I feel so ashamed of myself. ._.

Answer 87

i mean

\[y_p=\frac1{D+1}\frac1{D+2}12x^2\\
\qquad\vdots\\
\qquad=\frac12\frac1{D+1}(1-D/2+D^2/4-D^3/8+D^4/16-\cdots)12x^2\\
\qquad=\frac1{D+1}(1-D/2+D^2/4-D^3/8+D^4/16-\cdots)6x^2\\
\qquad\qquad\vdots\\
\qquad\quad=\frac1{D+1}\Big(
6x^2 - 6x + 3\Big)\\
\\
\qquad\qquad\vdots\\
\qquad\qquad=\]

Answer 88

so you have

\[(1−D+D^2−D^3+D^4−...)\big (6x^2−6x+3\big )\]

Answer 89

I got 6x^2 - 18x + 21

Answer 90

very good work

Answer 91

so now, putting it all together. . .

This expression we found using operator D and that magic fraction
is your particular solution \(y_p\),

remember we found the complementry homogenouse solution
\(y_c\) earlier

__ __ __
Can you now, tell me the General solution \(y=y_c+y_p\)

to the origional
differential equation \[(D^2+3D+2)y=12x^2\]?

· · ·

- _Prompt A_: Could you change the differential equation thread, starting at "This expression we" and ending at "differential equation \[(D^2+3D+2)y=12x^2\]?", so that "specific solution" stands in place of "particular solution"?
- _Prompt B_: In the differential equation thread, what result does the poster report in Answer 89?
- _Prompt C_: Can you extend the differential equation thread from the point where it stops?

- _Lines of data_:
· · ·

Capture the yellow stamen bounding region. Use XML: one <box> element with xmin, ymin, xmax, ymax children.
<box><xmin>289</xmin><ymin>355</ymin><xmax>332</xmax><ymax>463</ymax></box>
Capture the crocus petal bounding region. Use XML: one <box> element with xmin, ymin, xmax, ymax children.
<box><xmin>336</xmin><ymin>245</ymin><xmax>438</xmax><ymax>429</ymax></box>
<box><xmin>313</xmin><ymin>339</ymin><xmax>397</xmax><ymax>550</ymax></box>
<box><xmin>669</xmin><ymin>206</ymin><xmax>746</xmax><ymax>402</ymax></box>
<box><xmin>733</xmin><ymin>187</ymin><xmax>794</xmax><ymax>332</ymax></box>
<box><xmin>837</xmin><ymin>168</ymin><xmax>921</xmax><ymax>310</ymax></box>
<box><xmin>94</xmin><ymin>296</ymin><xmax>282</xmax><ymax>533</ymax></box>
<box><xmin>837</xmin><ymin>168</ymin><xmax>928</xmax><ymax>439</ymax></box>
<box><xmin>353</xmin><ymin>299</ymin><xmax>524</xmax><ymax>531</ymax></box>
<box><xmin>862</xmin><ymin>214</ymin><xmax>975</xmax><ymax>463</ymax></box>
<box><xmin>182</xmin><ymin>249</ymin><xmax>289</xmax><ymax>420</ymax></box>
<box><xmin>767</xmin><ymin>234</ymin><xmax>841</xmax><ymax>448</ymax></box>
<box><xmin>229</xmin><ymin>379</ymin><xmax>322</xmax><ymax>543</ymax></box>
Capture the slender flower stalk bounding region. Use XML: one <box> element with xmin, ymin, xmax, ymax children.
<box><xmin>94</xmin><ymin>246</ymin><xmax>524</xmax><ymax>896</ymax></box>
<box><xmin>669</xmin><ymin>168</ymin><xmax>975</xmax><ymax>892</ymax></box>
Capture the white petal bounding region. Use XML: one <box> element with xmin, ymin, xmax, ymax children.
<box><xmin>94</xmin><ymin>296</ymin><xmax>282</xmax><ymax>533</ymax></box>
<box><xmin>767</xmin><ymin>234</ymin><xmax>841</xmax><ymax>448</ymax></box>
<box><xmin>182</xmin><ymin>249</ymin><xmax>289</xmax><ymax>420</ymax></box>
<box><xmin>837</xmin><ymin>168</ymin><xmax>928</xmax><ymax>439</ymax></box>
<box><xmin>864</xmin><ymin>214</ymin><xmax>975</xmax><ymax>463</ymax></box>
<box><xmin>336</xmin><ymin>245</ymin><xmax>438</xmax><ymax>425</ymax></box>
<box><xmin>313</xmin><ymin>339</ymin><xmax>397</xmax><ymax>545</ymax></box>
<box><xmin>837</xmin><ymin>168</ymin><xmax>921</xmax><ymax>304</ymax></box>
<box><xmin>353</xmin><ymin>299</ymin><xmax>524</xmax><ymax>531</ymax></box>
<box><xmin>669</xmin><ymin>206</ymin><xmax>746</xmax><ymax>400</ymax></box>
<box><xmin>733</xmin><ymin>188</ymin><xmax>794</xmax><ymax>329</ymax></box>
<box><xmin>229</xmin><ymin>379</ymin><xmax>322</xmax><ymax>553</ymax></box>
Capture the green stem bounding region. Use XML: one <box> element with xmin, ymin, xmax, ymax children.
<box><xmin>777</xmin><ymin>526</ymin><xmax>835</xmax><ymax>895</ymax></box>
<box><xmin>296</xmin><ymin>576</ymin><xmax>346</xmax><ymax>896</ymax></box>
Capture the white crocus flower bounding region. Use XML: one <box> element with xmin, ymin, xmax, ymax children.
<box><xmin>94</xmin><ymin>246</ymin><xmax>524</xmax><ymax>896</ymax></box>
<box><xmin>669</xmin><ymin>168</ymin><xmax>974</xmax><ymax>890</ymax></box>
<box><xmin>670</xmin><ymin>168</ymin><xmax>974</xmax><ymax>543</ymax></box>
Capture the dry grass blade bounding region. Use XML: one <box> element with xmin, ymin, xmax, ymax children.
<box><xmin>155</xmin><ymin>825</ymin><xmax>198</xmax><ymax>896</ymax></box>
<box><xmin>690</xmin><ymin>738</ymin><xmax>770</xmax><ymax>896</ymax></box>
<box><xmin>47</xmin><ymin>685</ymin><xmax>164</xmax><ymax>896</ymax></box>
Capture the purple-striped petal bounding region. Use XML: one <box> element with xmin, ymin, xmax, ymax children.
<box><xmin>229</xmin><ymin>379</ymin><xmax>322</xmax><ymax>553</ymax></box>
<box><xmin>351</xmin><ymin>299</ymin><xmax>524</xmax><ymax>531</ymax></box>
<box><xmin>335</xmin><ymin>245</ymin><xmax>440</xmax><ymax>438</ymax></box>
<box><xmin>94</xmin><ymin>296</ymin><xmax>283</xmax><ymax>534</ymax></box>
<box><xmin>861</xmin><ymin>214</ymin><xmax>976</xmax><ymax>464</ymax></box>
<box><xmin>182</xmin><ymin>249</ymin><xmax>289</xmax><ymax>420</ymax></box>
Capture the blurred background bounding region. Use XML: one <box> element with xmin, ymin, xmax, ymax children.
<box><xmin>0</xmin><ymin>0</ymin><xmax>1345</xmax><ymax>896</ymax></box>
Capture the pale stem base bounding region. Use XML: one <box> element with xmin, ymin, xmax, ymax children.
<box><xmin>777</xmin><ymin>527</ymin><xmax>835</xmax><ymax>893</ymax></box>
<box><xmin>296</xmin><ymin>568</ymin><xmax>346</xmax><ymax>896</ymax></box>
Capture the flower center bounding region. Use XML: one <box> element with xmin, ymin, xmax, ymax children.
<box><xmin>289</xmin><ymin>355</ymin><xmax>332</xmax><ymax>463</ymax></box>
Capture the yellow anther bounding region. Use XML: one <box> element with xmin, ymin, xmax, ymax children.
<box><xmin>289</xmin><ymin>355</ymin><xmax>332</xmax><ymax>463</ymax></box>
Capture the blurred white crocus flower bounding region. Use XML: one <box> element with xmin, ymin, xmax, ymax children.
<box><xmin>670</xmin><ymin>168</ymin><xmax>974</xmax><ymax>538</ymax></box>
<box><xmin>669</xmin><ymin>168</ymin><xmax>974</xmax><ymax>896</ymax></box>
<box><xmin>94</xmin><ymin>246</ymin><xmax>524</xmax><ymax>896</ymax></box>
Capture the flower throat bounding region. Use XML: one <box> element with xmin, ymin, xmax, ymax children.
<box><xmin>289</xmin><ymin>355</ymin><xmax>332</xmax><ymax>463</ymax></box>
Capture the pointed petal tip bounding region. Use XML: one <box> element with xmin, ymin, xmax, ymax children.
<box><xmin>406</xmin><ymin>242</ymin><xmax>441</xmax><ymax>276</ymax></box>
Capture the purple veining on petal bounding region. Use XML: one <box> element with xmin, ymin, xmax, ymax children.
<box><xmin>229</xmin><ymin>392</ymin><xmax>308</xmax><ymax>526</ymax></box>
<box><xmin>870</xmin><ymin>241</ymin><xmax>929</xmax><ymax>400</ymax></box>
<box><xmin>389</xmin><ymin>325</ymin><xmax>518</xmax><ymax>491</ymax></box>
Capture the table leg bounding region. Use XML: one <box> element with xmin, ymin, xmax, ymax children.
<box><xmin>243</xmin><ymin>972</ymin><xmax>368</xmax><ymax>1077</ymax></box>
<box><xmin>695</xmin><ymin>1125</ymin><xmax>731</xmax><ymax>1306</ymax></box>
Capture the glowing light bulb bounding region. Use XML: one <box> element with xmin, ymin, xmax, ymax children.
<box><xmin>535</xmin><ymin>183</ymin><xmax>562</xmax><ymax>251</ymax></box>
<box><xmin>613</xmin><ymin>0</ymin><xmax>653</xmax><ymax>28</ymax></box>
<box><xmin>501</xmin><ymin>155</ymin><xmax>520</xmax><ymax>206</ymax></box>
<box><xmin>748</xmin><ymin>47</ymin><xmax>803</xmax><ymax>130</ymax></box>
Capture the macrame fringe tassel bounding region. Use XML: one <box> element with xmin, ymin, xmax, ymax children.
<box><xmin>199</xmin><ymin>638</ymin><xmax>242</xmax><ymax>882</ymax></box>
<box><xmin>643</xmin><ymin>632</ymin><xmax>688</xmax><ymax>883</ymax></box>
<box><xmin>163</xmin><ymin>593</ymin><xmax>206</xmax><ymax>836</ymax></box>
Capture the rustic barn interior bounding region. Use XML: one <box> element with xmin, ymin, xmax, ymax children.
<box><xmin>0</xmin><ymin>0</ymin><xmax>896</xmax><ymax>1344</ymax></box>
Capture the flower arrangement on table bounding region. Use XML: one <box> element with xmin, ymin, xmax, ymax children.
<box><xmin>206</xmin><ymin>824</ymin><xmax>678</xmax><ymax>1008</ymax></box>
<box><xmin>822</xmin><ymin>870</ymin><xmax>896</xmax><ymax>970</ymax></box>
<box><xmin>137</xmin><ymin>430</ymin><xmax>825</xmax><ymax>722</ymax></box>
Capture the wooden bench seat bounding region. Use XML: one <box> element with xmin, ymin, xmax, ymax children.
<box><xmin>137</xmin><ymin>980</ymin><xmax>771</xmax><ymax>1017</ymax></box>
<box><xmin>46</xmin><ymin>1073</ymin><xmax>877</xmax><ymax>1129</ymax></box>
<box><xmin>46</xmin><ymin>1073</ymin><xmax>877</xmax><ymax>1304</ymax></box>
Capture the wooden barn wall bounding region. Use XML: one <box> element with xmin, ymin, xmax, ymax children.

· · ·

- _Right answer A_:
This expression we found using operator D and that magic fraction
is your specific solution \(y_p\),

remember we found the complementry homogenouse solution
\(y_c\) earlier

__ __ __
Can you now, tell me the General solution \(y=y_c+y_p\)

to the origional
differential equation \[(D^2+3D+2)y=12x^2\]?

- _Right answer B_: 6x^2 - 18x + 21

- _Right answer C_:
Answer 92

\[y = C _{1}e^{-x} + C_{2}e^{-2x} + 6x^{2} - 18x + 21\]

Answer 93

That is it!

Answer 94

do you kinda understand the procedure now?

Answer 95

that was tough. but yes, I understand it now.

Answer 96

is it always like this when the general solution is asked?

Answer 97

well if you are using operator D, [like we did] and the instead of x^3 being on the right hand side say it is cos x or e^x or some thing , then we wont use the fraction expansion we have to uses something else

Answer 98

it's even more complex, right?